Dataset records:

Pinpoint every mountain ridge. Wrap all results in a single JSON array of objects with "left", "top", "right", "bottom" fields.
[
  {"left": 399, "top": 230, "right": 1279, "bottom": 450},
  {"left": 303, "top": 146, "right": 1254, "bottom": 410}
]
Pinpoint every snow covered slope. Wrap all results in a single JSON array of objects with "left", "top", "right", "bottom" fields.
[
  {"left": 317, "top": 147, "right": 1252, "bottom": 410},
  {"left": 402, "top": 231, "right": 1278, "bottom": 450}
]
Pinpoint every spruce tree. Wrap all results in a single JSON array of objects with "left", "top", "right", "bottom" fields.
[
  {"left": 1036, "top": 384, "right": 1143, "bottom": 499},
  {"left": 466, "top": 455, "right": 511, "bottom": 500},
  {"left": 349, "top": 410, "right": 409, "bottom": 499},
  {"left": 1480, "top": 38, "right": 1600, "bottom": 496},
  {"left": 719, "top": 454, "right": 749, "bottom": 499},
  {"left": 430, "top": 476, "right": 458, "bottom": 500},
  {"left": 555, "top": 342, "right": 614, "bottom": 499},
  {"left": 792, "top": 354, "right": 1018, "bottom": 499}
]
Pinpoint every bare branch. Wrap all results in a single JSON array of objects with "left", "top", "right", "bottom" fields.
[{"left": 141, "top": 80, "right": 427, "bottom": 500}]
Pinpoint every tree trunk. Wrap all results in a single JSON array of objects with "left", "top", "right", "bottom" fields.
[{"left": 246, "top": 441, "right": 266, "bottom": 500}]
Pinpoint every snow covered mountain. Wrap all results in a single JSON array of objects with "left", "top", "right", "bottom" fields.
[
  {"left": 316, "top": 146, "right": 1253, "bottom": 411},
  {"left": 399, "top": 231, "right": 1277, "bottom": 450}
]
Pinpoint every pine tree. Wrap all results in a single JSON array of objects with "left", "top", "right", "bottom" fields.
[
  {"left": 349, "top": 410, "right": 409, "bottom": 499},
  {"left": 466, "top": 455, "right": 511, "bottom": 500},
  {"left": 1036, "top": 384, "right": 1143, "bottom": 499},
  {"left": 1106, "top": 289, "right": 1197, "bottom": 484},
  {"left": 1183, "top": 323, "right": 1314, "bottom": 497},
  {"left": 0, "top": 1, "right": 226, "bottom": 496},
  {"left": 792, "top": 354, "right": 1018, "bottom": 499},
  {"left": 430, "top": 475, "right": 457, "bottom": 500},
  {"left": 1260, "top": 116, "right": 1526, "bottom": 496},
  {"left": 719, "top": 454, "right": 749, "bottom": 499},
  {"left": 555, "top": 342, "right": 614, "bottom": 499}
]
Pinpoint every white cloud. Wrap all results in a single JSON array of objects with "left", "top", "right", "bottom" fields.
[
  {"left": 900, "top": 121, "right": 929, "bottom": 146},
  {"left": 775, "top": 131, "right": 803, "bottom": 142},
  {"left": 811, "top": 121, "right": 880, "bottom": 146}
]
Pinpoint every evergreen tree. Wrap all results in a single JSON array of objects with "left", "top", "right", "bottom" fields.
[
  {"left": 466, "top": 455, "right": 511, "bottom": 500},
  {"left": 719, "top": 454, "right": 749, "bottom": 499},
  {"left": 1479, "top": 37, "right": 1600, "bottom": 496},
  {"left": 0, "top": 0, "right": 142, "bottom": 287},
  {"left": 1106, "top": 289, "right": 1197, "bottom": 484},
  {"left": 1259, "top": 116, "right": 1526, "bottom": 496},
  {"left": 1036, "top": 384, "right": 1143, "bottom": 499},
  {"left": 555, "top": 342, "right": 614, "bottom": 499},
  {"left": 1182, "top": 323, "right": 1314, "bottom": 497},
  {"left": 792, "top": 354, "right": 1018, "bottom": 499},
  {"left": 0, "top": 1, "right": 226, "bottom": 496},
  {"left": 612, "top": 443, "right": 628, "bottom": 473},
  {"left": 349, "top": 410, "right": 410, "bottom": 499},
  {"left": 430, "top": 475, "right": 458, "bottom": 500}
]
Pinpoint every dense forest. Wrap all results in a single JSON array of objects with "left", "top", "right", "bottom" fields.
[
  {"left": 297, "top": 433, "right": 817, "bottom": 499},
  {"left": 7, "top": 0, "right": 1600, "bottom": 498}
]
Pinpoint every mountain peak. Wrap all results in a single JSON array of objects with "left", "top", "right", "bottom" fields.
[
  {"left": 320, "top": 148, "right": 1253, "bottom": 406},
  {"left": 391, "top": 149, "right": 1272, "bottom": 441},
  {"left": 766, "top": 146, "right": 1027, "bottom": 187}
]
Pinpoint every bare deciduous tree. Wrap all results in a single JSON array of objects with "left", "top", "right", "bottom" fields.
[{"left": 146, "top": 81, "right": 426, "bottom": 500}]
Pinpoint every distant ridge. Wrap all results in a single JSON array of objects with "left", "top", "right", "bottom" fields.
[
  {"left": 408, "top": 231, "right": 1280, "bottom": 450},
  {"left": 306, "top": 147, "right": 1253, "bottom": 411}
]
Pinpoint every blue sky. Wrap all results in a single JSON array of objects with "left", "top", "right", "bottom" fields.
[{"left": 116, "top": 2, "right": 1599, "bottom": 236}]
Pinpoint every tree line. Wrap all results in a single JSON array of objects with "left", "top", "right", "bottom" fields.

▸ **WHAT IS BEING ASKED**
All lines of the data above must be repeated exactly.

▸ **EXERCISE RESPONSE**
Pinpoint every mountain ridge. Wrap all results in a single JSON array of objects with "left", "top", "right", "bottom" fields.
[
  {"left": 399, "top": 230, "right": 1279, "bottom": 450},
  {"left": 303, "top": 146, "right": 1254, "bottom": 410}
]
Pinpoint every snow covered slope. Wrap all results in a single JSON array of objects with "left", "top", "right", "bottom" fields.
[
  {"left": 317, "top": 147, "right": 1252, "bottom": 410},
  {"left": 402, "top": 231, "right": 1278, "bottom": 450}
]
Pinpoint every spruce tree. Wrap all results in a single JSON array of objects with "left", "top", "right", "bottom" fields.
[
  {"left": 1036, "top": 384, "right": 1143, "bottom": 499},
  {"left": 466, "top": 455, "right": 511, "bottom": 500},
  {"left": 349, "top": 410, "right": 409, "bottom": 499},
  {"left": 1480, "top": 38, "right": 1600, "bottom": 496},
  {"left": 719, "top": 454, "right": 749, "bottom": 499},
  {"left": 430, "top": 476, "right": 458, "bottom": 500},
  {"left": 555, "top": 342, "right": 614, "bottom": 499},
  {"left": 792, "top": 354, "right": 1018, "bottom": 499}
]
Pinpoint every bare branch. Wrap all results in a single JSON array of objects with "left", "top", "right", "bottom" fields.
[{"left": 141, "top": 80, "right": 427, "bottom": 500}]
Pinpoint every tree trunk. Wrap all results in a single JSON array of objects with "left", "top", "right", "bottom" fields.
[{"left": 246, "top": 441, "right": 266, "bottom": 500}]
Pinpoint every snow covered mountain. Wrap all results in a single JSON array of objects with "left", "top", "right", "bottom" fields.
[
  {"left": 316, "top": 146, "right": 1253, "bottom": 411},
  {"left": 399, "top": 231, "right": 1277, "bottom": 450}
]
Pinpoint every pine tree. Wrap all results in a single JSON array of objects with "left", "top", "right", "bottom" fields.
[
  {"left": 349, "top": 410, "right": 409, "bottom": 499},
  {"left": 466, "top": 455, "right": 511, "bottom": 500},
  {"left": 1036, "top": 384, "right": 1143, "bottom": 499},
  {"left": 1106, "top": 289, "right": 1197, "bottom": 484},
  {"left": 1183, "top": 323, "right": 1314, "bottom": 497},
  {"left": 0, "top": 1, "right": 226, "bottom": 496},
  {"left": 792, "top": 354, "right": 1018, "bottom": 499},
  {"left": 430, "top": 475, "right": 457, "bottom": 500},
  {"left": 1260, "top": 116, "right": 1526, "bottom": 496},
  {"left": 719, "top": 454, "right": 749, "bottom": 499},
  {"left": 555, "top": 342, "right": 614, "bottom": 499}
]
Pinpoint every white cloud. Wrap all results in a single JSON array of objects with "left", "top", "right", "bottom" fields.
[
  {"left": 900, "top": 121, "right": 929, "bottom": 146},
  {"left": 775, "top": 131, "right": 803, "bottom": 142},
  {"left": 811, "top": 121, "right": 880, "bottom": 146}
]
Pinpoint every evergreen tree. Wrap all results in a single JSON array of objects with "left", "top", "right", "bottom" fields.
[
  {"left": 466, "top": 455, "right": 511, "bottom": 500},
  {"left": 719, "top": 454, "right": 749, "bottom": 499},
  {"left": 1479, "top": 37, "right": 1600, "bottom": 496},
  {"left": 0, "top": 0, "right": 142, "bottom": 287},
  {"left": 1106, "top": 289, "right": 1197, "bottom": 484},
  {"left": 1259, "top": 116, "right": 1526, "bottom": 496},
  {"left": 1036, "top": 384, "right": 1143, "bottom": 499},
  {"left": 555, "top": 342, "right": 614, "bottom": 499},
  {"left": 1182, "top": 323, "right": 1314, "bottom": 497},
  {"left": 792, "top": 354, "right": 1018, "bottom": 499},
  {"left": 0, "top": 1, "right": 226, "bottom": 496},
  {"left": 612, "top": 443, "right": 628, "bottom": 473},
  {"left": 349, "top": 410, "right": 410, "bottom": 499},
  {"left": 430, "top": 475, "right": 458, "bottom": 500}
]
Pinpoint every dense forest. Wrap all results in a single JSON array of objects with "left", "top", "right", "bottom" fields.
[
  {"left": 297, "top": 433, "right": 817, "bottom": 499},
  {"left": 7, "top": 0, "right": 1600, "bottom": 498}
]
Pinpoint every mountain peak. Wrap all results in a single JSON array of objects with "left", "top", "right", "bottom" fields.
[
  {"left": 320, "top": 148, "right": 1253, "bottom": 406},
  {"left": 391, "top": 149, "right": 1272, "bottom": 441},
  {"left": 766, "top": 146, "right": 1027, "bottom": 187}
]
Pinpoint every bare deciduous tree. Wrap all results in a single JSON array of objects with "left", "top", "right", "bottom" fields.
[{"left": 146, "top": 81, "right": 426, "bottom": 500}]
Pinpoint every distant ridge. Wrap all results in a single JSON array of objects with "left", "top", "right", "bottom" fields.
[
  {"left": 408, "top": 231, "right": 1280, "bottom": 450},
  {"left": 306, "top": 147, "right": 1253, "bottom": 411}
]
Pinpoint every blue sky. Wrap all results in a single JSON array of objects with "left", "top", "right", "bottom" fields.
[{"left": 116, "top": 2, "right": 1599, "bottom": 236}]
Pinpoint every tree line. Wrap all results in a single JSON array of objects with "left", "top", "right", "bottom" fields.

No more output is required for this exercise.